→ INSTRUÇÃO
Copie na íntegra, sem mudar nada, o texto sobre a exposição de Marc Chagall no CCBB de São Paulo.

→ TEXTO
•••••

O sonho de amor de Marc Chagall chega ao CCBB-SP

© Chagall, Marc/AUTVIS, Brasil, 2022
O galo violeta, 1966-1972
óleo, guache e nanquim sobre tela
89,3 × 78,3 cm
Coleção particular

A poesia está no ar. O Centro Cultural Banco do Brasil (São Paulo)  abre as portas em 8 de fevereiro para uma exposição carregada de lirismo – “Marc Chagall: sonho de amor”.

Serão 191 obras do artista franco russo de origem judaica que marcou o século XX pelo uso revolucionário das formas e das cores, criando um universo único em suas pinturas – fazendo delas verdadeiras obras poéticas. Não à toa, a mostra apresentará alguns de seus poemas e contará a trajetória de Chagall, pautada pelo amor que devotava à vida e às artes.

Considerada sucesso pela crítica brasileira, “Marc Chagall: sonho de amor” recebeu mais de 560 mil visitantes em sua temporada nos CCBBs Rio de Janeiro, Brasília e Belo Horizonte.

A exposição contará ainda com a presença de obras do pintor que não haviam sido expostas nas itinerâncias anteriores. Desta vez, serão 12 obras oriundas de instituições brasileiras, cedidas especialmente para a exposição.

Na passagem por São Paulo, “Marc Chagall: sonho de amor” oferecerá também ao público performances de dança na obra Air Fountain, de Daniel Wurtzel, e a intervenção cênico-musical Bella e o violinista, entre outras novidades. É previsto ainda um ciclo de debates e uma palestra com a curadora da mostra, Lola Durán Úcar.

Será uma oportunidade para o público compreender, a partir de diversas linguagens artísticas, a vida de Chagall e seu legado artístico. Os ingressos para a palestra poderão ser retirados gratuitamente em bb.com.br/cultura ou na bilheteria física do CCBB SP.

•••••

→ AMOSTRA DE DADOS
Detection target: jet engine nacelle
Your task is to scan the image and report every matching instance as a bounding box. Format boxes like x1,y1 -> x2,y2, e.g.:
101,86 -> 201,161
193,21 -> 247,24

•••••

→ RESPOSTA COMPLETA
O sonho de amor de Marc Chagall chega ao CCBB-SP

© Chagall, Marc/AUTVIS, Brasil, 2022
O galo violeta, 1966-1972
óleo, guache e nanquim sobre tela
89,3 × 78,3 cm
Coleção particular

A poesia está no ar. O Centro Cultural Banco do Brasil (São Paulo)  abre as portas em 8 de fevereiro para uma exposição carregada de lirismo – “Marc Chagall: sonho de amor”.

Serão 191 obras do artista franco russo de origem judaica que marcou o século XX pelo uso revolucionário das formas e das cores, criando um universo único em suas pinturas – fazendo delas verdadeiras obras poéticas. Não à toa, a mostra apresentará alguns de seus poemas e contará a trajetória de Chagall, pautada pelo amor que devotava à vida e às artes.

Considerada sucesso pela crítica brasileira, “Marc Chagall: sonho de amor” recebeu mais de 560 mil visitantes em sua temporada nos CCBBs Rio de Janeiro, Brasília e Belo Horizonte.

A exposição contará ainda com a presença de obras do pintor que não haviam sido expostas nas itinerâncias anteriores. Desta vez, serão 12 obras oriundas de instituições brasileiras, cedidas especialmente para a exposição.

Na passagem por São Paulo, “Marc Chagall: sonho de amor” oferecerá também ao público performances de dança na obra Air Fountain, de Daniel Wurtzel, e a intervenção cênico-musical Bella e o violinista, entre outras novidades. É previsto ainda um ciclo de debates e uma palestra com a curadora da mostra, Lola Durán Úcar.

Será uma oportunidade para o público compreender, a partir de diversas linguagens artísticas, a vida de Chagall e seu legado artístico. Os ingressos para a palestra poderão ser retirados gratuitamente em bb.com.br/cultura ou na bilheteria física do CCBB SP.